** Written request **
Return every line in the records below that contains the string "dark", matching case exactly.

====

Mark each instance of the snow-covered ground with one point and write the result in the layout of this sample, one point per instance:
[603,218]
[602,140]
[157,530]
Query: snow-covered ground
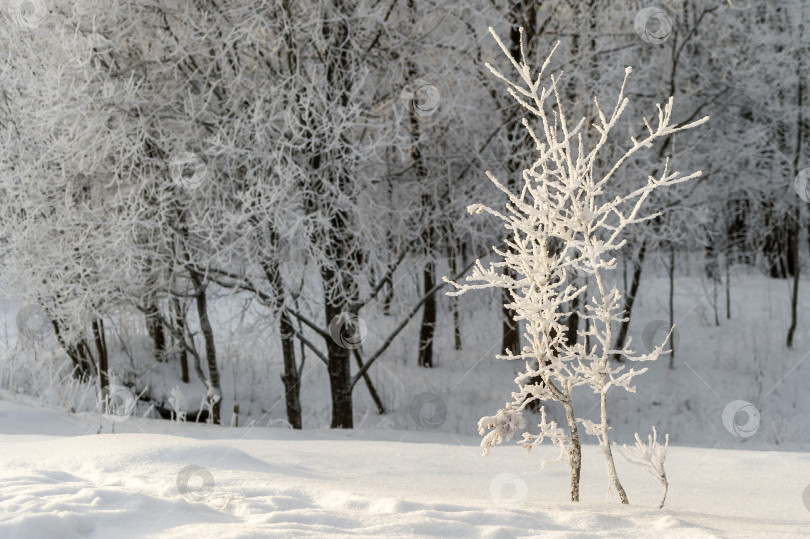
[81,475]
[58,478]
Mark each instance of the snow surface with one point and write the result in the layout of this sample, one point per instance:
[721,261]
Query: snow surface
[67,476]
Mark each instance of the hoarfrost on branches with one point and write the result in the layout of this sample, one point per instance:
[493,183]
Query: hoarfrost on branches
[564,223]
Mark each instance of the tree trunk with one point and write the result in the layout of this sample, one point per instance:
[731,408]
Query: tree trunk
[609,453]
[180,323]
[453,261]
[671,275]
[794,297]
[428,325]
[214,392]
[290,377]
[373,392]
[638,263]
[575,454]
[510,336]
[155,330]
[101,349]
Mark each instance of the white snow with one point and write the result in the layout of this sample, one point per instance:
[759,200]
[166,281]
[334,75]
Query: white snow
[59,478]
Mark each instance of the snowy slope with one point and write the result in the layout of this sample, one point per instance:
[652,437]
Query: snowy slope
[58,478]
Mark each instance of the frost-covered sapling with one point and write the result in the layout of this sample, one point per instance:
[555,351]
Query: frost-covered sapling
[651,456]
[562,222]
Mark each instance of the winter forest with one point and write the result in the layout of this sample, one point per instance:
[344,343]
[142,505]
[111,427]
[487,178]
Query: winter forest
[404,268]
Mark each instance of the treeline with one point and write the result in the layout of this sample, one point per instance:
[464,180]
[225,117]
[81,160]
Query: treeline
[157,153]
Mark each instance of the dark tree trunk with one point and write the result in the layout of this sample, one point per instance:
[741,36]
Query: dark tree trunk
[101,349]
[83,367]
[510,335]
[290,377]
[373,392]
[794,297]
[155,330]
[339,369]
[179,317]
[452,257]
[428,316]
[214,390]
[671,275]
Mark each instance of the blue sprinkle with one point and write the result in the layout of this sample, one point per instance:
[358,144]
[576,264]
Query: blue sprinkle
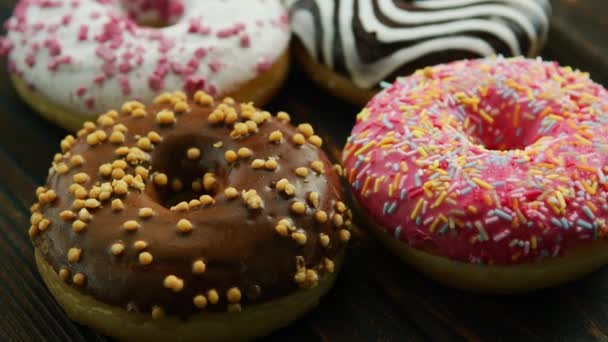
[397,232]
[584,224]
[403,194]
[588,212]
[504,215]
[391,208]
[466,190]
[557,222]
[384,84]
[417,181]
[565,223]
[386,123]
[498,184]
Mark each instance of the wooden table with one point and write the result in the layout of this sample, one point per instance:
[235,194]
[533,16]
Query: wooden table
[377,298]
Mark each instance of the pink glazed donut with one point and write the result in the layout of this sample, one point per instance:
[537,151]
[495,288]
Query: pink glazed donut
[72,59]
[489,174]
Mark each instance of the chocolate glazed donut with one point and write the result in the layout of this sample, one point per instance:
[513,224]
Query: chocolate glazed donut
[185,205]
[361,43]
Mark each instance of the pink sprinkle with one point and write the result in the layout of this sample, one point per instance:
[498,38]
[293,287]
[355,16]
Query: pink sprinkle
[90,103]
[215,65]
[194,83]
[65,21]
[284,19]
[194,26]
[204,30]
[30,60]
[245,40]
[105,53]
[5,46]
[52,28]
[200,52]
[125,68]
[125,85]
[50,3]
[38,26]
[12,67]
[155,82]
[81,91]
[165,45]
[212,90]
[99,79]
[127,55]
[263,64]
[83,32]
[193,64]
[53,45]
[230,31]
[108,69]
[58,61]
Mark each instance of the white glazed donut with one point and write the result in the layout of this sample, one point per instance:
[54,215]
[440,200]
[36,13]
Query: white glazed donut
[85,56]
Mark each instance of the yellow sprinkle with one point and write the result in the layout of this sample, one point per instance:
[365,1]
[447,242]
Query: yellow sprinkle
[555,117]
[582,140]
[486,116]
[482,183]
[440,199]
[396,181]
[545,112]
[422,151]
[434,225]
[417,208]
[365,148]
[560,199]
[377,183]
[586,168]
[365,185]
[487,199]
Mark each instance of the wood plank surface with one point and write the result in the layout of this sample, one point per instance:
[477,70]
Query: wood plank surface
[376,298]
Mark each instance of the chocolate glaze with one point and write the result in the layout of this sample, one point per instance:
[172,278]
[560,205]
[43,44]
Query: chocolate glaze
[239,245]
[373,40]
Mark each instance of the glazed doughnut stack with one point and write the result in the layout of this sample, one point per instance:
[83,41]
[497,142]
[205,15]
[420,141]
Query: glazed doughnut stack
[189,219]
[487,174]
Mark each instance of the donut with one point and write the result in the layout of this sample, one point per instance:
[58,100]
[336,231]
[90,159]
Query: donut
[350,47]
[190,219]
[487,174]
[73,59]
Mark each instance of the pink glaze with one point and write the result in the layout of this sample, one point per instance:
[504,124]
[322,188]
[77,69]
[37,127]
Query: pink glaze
[495,161]
[101,46]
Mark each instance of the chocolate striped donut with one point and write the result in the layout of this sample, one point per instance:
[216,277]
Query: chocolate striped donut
[374,40]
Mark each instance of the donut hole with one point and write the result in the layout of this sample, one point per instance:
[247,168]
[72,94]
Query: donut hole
[192,168]
[154,13]
[503,127]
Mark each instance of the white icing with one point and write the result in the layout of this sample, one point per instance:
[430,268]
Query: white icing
[264,25]
[301,20]
[368,75]
[427,29]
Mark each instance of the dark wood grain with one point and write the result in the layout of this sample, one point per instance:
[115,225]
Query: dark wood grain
[376,298]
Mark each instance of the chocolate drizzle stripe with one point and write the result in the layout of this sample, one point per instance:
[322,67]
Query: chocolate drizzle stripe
[373,40]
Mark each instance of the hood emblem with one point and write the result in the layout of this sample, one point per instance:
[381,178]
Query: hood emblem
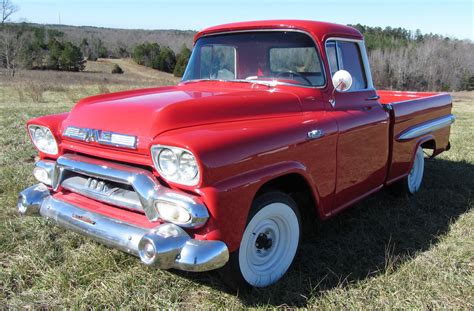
[101,137]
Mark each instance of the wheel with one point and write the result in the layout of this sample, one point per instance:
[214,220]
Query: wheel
[268,245]
[411,184]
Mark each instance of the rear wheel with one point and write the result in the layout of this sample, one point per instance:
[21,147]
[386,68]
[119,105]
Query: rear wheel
[269,242]
[411,184]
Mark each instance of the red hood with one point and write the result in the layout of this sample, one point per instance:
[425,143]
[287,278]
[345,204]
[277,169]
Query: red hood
[146,113]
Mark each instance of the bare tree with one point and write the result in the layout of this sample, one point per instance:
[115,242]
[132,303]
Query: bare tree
[12,44]
[7,8]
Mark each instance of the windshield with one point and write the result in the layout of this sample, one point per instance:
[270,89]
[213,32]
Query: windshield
[284,56]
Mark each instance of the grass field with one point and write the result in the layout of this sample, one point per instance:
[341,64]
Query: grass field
[386,252]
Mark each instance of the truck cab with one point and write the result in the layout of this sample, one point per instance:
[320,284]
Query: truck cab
[272,120]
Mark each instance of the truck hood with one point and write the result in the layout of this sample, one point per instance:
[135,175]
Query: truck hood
[147,113]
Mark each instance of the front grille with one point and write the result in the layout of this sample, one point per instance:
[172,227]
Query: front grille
[117,184]
[107,191]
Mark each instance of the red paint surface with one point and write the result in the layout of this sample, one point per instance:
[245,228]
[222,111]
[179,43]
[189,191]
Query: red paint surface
[245,135]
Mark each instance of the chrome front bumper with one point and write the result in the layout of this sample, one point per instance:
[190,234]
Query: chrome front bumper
[165,246]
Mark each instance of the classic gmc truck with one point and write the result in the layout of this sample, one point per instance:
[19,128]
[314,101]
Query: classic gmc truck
[272,120]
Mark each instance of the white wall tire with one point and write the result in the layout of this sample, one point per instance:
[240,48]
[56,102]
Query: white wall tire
[269,243]
[415,177]
[411,184]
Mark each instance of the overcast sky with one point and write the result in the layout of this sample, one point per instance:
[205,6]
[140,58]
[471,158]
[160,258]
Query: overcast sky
[452,18]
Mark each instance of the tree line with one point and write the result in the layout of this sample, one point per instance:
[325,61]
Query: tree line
[405,60]
[161,57]
[399,58]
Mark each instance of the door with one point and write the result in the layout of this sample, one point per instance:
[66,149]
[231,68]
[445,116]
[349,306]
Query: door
[363,144]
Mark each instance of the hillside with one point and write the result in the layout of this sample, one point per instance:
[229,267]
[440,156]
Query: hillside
[114,37]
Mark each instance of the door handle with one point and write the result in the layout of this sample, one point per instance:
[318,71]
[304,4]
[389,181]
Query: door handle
[375,97]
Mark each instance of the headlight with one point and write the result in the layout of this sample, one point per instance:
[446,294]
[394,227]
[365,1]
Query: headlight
[43,139]
[176,164]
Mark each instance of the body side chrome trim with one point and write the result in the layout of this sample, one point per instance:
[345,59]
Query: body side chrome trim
[425,128]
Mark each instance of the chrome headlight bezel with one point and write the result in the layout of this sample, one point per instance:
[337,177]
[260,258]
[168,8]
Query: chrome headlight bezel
[33,130]
[179,176]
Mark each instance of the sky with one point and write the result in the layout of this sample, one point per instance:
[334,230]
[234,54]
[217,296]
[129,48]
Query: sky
[453,18]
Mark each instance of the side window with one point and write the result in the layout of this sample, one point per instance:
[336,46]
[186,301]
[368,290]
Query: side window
[346,55]
[332,56]
[218,62]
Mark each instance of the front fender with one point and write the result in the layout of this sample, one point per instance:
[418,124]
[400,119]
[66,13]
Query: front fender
[230,200]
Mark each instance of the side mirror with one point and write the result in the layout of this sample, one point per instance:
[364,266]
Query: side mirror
[342,80]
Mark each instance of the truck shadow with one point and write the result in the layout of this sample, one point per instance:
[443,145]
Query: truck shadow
[376,235]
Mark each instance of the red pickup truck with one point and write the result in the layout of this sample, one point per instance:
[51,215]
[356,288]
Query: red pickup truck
[272,120]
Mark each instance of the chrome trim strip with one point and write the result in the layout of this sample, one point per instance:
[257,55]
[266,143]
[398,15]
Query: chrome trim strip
[427,127]
[171,247]
[102,137]
[145,184]
[280,30]
[116,196]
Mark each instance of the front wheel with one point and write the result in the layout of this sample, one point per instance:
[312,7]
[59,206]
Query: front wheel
[269,242]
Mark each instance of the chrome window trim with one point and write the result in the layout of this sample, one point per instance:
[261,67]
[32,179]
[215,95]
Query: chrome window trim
[318,50]
[365,60]
[428,127]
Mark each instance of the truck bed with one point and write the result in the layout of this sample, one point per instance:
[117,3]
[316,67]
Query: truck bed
[388,97]
[416,117]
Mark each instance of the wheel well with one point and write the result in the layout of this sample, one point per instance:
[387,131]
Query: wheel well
[431,145]
[295,186]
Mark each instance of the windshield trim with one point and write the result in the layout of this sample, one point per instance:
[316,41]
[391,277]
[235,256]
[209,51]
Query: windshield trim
[316,46]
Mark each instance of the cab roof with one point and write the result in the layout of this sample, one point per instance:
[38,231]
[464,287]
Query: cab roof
[319,30]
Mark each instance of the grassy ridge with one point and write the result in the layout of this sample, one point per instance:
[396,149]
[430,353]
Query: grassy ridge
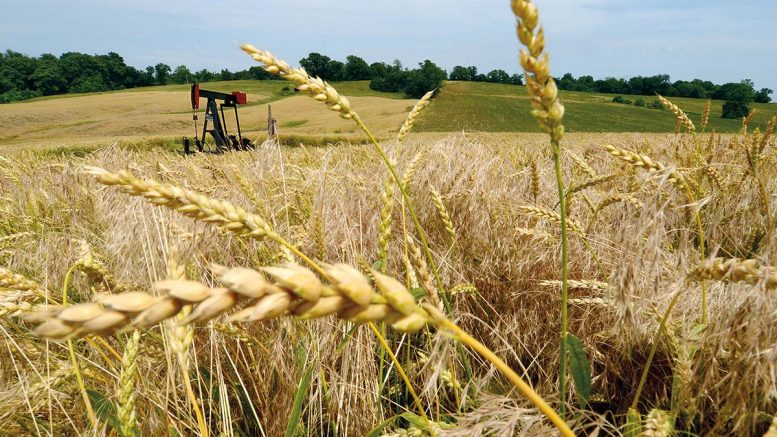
[477,106]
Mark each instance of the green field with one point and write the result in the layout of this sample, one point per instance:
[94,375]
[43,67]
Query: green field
[487,107]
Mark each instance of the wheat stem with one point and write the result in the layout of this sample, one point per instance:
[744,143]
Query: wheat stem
[71,350]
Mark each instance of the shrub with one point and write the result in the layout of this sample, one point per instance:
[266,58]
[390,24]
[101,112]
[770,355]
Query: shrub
[426,78]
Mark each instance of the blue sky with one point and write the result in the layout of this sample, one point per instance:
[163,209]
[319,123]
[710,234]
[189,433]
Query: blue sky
[718,40]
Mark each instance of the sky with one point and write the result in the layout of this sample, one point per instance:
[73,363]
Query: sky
[717,40]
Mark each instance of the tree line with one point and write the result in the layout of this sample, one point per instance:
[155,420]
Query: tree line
[23,77]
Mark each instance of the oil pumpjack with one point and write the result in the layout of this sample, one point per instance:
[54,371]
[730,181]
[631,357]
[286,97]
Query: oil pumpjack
[215,122]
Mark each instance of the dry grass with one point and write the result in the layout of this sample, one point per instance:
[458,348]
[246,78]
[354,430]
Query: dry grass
[667,293]
[102,119]
[334,191]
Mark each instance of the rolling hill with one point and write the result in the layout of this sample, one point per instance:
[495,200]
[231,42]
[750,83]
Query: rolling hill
[88,120]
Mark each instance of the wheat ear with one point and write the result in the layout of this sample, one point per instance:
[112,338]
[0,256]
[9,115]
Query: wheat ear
[96,271]
[419,264]
[549,112]
[296,290]
[384,227]
[543,213]
[125,413]
[543,92]
[645,162]
[682,117]
[413,116]
[580,162]
[535,178]
[442,211]
[189,203]
[705,116]
[736,270]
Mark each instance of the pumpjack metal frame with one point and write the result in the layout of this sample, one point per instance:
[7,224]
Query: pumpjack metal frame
[215,122]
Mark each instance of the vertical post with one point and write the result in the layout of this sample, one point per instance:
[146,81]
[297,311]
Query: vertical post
[272,128]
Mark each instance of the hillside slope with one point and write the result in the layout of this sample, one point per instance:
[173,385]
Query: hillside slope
[87,120]
[478,106]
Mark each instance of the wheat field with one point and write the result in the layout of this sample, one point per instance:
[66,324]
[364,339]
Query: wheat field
[434,284]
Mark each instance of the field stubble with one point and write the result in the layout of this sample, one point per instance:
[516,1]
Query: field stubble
[324,200]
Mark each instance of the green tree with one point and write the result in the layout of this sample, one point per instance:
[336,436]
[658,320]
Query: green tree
[464,73]
[498,76]
[181,74]
[738,98]
[357,68]
[335,70]
[762,96]
[423,79]
[162,73]
[47,77]
[315,64]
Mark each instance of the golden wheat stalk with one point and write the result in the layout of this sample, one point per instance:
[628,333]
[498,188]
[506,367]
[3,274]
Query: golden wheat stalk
[97,272]
[750,271]
[442,211]
[580,162]
[296,290]
[705,116]
[714,175]
[413,116]
[587,284]
[542,213]
[645,162]
[592,183]
[542,89]
[125,412]
[412,168]
[424,275]
[535,178]
[384,227]
[14,281]
[682,117]
[615,198]
[189,203]
[658,423]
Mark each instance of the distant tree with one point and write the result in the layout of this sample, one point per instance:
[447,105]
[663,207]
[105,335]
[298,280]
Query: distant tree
[89,84]
[464,73]
[225,74]
[204,75]
[181,74]
[394,80]
[315,64]
[335,70]
[258,73]
[378,69]
[162,73]
[689,89]
[611,85]
[426,78]
[762,96]
[357,68]
[498,76]
[47,77]
[738,98]
[567,82]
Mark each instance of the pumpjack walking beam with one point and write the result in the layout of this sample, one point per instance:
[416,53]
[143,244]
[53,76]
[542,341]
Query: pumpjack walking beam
[214,114]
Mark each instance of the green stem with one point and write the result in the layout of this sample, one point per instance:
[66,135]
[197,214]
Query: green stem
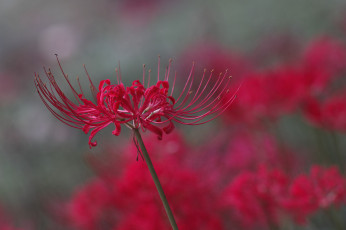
[156,179]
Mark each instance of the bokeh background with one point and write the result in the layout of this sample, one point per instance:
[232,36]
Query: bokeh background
[43,162]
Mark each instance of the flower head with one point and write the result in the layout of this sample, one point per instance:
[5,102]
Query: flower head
[140,105]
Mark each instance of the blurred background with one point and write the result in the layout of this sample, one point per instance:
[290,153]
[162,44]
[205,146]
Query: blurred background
[290,113]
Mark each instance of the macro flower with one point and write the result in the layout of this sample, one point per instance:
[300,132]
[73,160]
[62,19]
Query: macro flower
[139,106]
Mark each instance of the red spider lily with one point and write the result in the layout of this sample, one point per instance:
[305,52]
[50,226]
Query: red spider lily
[150,108]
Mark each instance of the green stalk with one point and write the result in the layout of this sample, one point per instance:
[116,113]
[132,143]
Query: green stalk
[156,179]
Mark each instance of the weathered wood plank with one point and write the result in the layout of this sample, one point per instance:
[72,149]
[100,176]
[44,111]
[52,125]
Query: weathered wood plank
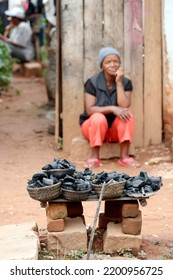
[72,68]
[113,28]
[152,73]
[92,36]
[133,47]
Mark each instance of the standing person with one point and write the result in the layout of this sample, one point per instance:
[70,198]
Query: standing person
[18,35]
[107,116]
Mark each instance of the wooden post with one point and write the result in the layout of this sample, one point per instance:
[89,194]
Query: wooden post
[133,48]
[72,68]
[152,73]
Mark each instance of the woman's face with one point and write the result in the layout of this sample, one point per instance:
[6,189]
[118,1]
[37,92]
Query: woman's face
[111,64]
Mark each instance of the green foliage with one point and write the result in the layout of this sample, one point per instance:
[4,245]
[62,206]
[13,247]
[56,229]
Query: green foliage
[6,62]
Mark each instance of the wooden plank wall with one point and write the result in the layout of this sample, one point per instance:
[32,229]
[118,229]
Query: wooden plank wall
[88,25]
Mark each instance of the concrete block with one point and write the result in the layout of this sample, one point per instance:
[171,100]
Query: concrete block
[114,239]
[19,241]
[130,209]
[132,226]
[74,237]
[80,149]
[56,210]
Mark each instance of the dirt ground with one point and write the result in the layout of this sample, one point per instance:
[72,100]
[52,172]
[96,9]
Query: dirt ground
[26,146]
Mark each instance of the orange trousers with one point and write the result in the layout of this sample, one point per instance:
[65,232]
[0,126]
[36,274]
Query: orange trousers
[96,131]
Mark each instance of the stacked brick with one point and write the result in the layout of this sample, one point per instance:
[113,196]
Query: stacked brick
[66,227]
[121,220]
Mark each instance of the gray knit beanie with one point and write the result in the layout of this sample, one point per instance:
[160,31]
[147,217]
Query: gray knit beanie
[105,52]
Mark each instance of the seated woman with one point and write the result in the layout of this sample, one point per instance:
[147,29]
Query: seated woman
[107,116]
[18,35]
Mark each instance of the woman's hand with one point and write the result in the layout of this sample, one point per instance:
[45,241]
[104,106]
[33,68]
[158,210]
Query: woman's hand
[122,113]
[119,74]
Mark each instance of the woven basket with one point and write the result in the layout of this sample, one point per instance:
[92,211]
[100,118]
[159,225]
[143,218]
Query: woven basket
[112,190]
[46,193]
[75,195]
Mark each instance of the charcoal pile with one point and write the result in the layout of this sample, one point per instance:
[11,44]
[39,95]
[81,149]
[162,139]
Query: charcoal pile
[42,179]
[64,174]
[57,163]
[142,185]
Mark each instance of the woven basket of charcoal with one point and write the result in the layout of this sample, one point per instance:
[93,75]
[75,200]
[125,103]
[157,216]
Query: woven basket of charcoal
[75,189]
[112,189]
[43,188]
[59,168]
[75,195]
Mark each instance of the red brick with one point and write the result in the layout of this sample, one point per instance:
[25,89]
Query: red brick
[74,209]
[56,210]
[104,220]
[132,225]
[130,209]
[113,208]
[55,225]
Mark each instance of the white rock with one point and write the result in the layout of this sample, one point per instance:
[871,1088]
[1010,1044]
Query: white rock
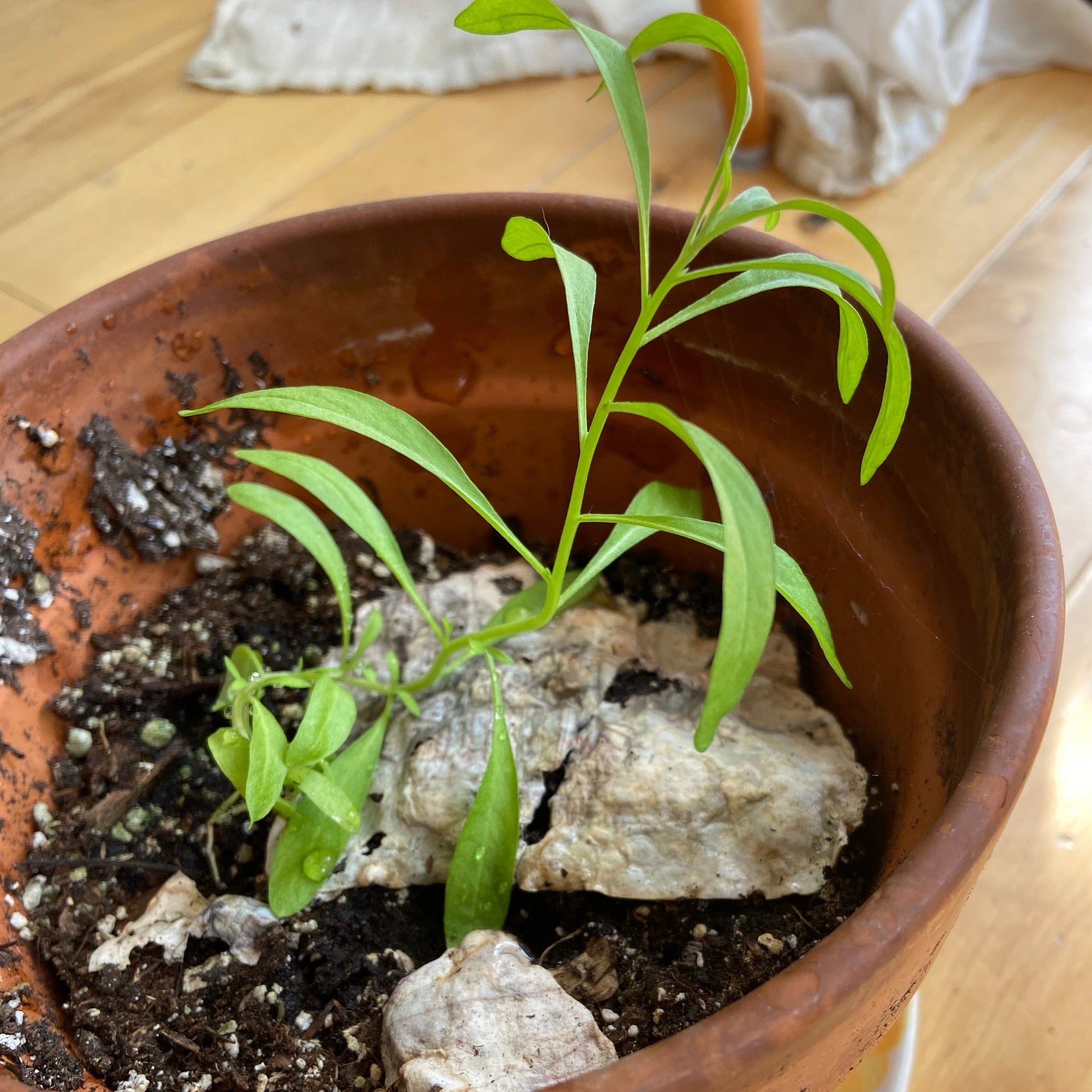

====

** The output **
Mark each instance of the dark tree trunk with one point and write the result in the layout of this sample, one point per instance:
Query: dark tree trunk
Mark each instance of the dark wood grain with one point and write the result in the layout of this sample, one point per instance:
Query: dark wood grain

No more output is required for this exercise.